WHAT YOU NEED TO DO
Find the string "street" in the data, and copy out each line that has it.

TASK MATERIAL
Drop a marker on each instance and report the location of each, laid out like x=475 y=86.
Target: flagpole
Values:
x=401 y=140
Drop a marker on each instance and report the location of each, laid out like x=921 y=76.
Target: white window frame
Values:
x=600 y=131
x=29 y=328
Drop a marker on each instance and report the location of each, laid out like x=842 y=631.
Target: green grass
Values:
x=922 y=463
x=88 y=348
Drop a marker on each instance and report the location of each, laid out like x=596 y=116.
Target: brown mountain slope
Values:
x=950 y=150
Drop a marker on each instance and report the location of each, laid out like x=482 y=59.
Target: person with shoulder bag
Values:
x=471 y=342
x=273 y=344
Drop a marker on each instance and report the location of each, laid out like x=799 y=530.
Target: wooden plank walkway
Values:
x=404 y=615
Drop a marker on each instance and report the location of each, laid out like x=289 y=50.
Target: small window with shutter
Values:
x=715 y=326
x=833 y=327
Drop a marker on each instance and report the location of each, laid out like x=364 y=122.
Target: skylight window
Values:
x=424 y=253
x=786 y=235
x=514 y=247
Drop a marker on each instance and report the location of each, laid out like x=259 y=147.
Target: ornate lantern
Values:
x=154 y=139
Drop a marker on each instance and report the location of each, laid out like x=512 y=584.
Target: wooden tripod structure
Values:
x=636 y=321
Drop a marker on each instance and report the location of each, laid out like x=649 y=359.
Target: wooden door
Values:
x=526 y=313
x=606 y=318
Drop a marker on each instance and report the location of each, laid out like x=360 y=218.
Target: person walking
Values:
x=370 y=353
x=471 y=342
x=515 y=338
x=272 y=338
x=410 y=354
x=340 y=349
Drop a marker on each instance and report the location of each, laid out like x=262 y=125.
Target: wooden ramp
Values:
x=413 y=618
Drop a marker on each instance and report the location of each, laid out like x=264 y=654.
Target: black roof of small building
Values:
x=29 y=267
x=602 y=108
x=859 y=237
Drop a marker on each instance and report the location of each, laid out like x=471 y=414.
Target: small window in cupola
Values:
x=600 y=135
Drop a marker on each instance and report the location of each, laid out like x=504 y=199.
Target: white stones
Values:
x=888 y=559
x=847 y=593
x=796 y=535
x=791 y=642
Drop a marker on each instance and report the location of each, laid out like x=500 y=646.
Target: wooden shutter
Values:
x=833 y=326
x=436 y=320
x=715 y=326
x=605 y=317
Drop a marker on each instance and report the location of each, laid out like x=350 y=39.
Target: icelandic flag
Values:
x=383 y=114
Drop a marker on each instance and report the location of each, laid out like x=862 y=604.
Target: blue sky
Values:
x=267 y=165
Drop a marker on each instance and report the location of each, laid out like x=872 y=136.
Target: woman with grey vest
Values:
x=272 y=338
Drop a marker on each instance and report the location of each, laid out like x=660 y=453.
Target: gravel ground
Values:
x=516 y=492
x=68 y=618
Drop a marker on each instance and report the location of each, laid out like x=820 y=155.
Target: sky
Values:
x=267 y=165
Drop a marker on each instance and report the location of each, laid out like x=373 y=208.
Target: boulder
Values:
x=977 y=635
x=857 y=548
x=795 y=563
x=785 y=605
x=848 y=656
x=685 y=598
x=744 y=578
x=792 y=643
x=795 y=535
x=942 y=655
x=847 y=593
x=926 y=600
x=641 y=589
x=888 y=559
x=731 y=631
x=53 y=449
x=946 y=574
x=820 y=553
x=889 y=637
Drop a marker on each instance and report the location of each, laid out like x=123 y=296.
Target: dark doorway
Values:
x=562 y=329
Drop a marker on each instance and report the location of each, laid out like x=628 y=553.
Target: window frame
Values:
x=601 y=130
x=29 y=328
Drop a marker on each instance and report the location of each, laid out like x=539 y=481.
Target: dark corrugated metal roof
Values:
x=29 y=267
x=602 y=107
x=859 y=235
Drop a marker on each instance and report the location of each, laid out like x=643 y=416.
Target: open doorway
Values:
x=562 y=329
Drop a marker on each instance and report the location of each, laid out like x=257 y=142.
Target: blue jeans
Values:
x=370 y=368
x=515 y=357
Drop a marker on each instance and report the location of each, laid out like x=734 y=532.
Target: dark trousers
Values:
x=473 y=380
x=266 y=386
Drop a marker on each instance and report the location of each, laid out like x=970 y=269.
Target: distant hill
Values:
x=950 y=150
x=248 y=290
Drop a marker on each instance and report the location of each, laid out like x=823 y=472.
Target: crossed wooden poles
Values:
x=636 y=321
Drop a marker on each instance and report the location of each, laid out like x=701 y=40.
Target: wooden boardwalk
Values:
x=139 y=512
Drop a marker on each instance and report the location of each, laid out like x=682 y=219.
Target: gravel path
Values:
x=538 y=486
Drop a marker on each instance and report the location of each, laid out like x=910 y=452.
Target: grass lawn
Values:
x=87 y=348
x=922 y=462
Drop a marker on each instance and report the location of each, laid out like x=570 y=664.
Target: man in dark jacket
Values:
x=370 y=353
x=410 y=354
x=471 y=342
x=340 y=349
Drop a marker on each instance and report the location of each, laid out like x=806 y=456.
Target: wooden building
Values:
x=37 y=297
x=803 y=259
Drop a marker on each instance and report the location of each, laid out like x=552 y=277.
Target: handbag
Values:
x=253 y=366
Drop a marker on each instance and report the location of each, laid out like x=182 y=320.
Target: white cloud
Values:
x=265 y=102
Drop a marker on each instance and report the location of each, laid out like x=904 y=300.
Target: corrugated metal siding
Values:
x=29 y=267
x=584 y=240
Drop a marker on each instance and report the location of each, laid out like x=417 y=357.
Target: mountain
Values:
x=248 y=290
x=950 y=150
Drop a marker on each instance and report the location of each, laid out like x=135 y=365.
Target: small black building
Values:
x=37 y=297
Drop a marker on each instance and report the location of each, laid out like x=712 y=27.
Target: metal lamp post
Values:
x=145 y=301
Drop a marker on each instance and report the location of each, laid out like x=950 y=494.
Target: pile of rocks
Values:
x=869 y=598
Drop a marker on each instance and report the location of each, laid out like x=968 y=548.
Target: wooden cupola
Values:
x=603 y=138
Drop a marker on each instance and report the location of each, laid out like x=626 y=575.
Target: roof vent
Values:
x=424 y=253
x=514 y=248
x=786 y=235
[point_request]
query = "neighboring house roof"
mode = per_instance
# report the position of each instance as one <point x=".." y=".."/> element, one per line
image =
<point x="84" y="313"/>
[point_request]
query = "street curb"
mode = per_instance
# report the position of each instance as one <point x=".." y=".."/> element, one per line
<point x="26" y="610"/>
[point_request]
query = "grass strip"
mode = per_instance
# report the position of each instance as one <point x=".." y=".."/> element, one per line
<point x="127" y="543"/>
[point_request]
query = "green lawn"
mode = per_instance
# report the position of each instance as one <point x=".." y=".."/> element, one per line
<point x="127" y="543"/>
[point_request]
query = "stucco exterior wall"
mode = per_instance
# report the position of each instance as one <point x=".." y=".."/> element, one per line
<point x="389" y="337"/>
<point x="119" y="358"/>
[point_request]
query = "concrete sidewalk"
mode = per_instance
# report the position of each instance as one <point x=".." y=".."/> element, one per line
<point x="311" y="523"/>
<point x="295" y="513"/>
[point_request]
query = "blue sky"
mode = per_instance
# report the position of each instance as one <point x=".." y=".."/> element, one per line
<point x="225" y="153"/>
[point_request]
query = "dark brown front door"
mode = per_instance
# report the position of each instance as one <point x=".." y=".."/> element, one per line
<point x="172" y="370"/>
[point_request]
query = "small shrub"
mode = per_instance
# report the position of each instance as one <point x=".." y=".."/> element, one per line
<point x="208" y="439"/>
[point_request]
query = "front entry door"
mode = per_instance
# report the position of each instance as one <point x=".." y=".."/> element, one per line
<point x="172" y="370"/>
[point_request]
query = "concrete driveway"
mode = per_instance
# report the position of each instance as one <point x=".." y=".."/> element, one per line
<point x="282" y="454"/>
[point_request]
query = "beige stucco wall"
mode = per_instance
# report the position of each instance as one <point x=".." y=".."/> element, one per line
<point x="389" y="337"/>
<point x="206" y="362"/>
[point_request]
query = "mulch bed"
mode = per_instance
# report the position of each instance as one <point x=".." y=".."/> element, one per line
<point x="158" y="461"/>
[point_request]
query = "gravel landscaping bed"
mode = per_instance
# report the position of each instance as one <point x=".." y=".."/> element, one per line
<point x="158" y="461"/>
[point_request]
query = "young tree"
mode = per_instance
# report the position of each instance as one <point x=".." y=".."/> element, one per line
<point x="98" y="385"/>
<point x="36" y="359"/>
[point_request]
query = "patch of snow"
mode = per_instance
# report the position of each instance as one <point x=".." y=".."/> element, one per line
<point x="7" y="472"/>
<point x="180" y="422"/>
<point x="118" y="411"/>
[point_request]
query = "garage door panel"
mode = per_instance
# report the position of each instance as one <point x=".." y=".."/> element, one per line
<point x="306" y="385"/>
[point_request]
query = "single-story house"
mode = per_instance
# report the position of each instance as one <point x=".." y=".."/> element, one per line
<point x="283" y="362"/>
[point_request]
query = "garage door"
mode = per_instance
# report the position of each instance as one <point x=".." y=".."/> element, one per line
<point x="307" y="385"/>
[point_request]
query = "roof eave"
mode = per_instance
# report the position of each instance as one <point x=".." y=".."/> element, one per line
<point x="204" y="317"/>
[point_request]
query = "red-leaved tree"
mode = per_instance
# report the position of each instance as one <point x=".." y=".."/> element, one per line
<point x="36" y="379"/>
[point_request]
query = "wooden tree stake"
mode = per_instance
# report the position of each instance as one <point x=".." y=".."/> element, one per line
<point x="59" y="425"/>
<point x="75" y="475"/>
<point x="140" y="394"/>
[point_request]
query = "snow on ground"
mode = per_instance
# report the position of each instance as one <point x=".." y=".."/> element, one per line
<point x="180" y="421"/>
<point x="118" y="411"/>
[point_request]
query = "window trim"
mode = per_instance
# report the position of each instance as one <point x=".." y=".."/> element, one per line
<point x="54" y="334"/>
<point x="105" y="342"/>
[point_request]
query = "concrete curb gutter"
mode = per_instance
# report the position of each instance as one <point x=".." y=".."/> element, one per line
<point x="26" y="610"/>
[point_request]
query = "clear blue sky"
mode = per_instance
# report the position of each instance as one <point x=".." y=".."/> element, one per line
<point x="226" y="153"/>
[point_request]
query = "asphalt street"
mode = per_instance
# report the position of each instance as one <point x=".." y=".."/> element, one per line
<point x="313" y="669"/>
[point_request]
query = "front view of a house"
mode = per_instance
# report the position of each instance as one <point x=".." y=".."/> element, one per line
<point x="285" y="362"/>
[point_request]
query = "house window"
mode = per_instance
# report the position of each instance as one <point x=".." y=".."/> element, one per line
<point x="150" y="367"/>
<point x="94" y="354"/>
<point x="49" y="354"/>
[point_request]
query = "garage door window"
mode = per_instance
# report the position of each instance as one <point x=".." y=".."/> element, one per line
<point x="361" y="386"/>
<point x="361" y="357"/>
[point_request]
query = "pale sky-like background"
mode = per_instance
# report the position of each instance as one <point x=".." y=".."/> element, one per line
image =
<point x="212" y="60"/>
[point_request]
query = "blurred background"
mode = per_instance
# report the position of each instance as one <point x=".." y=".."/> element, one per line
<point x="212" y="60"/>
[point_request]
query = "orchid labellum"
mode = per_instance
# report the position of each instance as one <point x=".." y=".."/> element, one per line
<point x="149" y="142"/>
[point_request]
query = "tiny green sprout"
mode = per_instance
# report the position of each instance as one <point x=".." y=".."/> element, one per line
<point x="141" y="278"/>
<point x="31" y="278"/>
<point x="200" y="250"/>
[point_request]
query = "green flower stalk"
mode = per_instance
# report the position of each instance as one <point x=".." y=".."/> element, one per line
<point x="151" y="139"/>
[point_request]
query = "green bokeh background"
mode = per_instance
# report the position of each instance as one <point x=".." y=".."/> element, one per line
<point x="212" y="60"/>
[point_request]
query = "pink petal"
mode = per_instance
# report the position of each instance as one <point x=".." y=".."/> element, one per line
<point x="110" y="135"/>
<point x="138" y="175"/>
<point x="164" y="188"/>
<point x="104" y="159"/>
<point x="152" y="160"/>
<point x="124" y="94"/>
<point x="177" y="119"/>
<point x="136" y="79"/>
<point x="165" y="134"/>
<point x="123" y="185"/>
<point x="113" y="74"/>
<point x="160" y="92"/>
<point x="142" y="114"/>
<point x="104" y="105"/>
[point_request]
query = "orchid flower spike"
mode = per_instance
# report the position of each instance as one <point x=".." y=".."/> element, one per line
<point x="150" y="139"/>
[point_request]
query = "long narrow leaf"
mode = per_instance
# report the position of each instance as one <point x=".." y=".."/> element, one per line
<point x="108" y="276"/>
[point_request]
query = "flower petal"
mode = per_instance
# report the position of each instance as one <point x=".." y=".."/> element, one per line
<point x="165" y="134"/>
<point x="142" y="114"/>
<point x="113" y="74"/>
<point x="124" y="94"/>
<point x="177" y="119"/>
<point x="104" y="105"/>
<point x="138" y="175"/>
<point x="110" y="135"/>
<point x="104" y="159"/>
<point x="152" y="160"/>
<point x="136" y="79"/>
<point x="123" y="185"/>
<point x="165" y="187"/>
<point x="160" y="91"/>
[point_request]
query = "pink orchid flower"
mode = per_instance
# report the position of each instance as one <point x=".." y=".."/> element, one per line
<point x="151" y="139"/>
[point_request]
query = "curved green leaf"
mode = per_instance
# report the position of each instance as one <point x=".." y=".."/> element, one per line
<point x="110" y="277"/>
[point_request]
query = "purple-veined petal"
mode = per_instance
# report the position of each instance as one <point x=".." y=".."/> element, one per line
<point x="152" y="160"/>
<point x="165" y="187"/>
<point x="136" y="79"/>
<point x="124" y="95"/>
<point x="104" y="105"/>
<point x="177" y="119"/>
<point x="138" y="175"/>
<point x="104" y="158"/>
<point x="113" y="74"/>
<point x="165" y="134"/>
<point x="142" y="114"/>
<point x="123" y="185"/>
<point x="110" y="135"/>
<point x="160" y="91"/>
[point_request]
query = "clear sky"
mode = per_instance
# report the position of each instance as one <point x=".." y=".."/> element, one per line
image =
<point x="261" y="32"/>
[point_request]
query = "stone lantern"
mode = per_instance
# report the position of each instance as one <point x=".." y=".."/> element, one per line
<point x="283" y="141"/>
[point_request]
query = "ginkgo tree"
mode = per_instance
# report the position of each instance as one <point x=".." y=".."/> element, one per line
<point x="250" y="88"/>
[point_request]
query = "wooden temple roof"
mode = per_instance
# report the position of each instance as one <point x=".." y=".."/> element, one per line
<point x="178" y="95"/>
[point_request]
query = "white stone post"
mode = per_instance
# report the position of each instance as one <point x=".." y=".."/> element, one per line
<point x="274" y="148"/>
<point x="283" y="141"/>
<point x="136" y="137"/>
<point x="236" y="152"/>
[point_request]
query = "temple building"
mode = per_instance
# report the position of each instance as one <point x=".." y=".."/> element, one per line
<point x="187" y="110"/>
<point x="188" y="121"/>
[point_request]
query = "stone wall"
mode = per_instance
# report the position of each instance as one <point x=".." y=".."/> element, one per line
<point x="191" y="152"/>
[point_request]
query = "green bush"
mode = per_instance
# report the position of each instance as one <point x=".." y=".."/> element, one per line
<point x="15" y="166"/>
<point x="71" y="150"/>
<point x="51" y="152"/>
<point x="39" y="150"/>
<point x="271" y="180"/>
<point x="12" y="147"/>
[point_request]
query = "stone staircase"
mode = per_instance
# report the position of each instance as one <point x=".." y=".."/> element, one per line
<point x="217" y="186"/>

ANSWER SPACE
query = "street curb"
query = "asphalt street"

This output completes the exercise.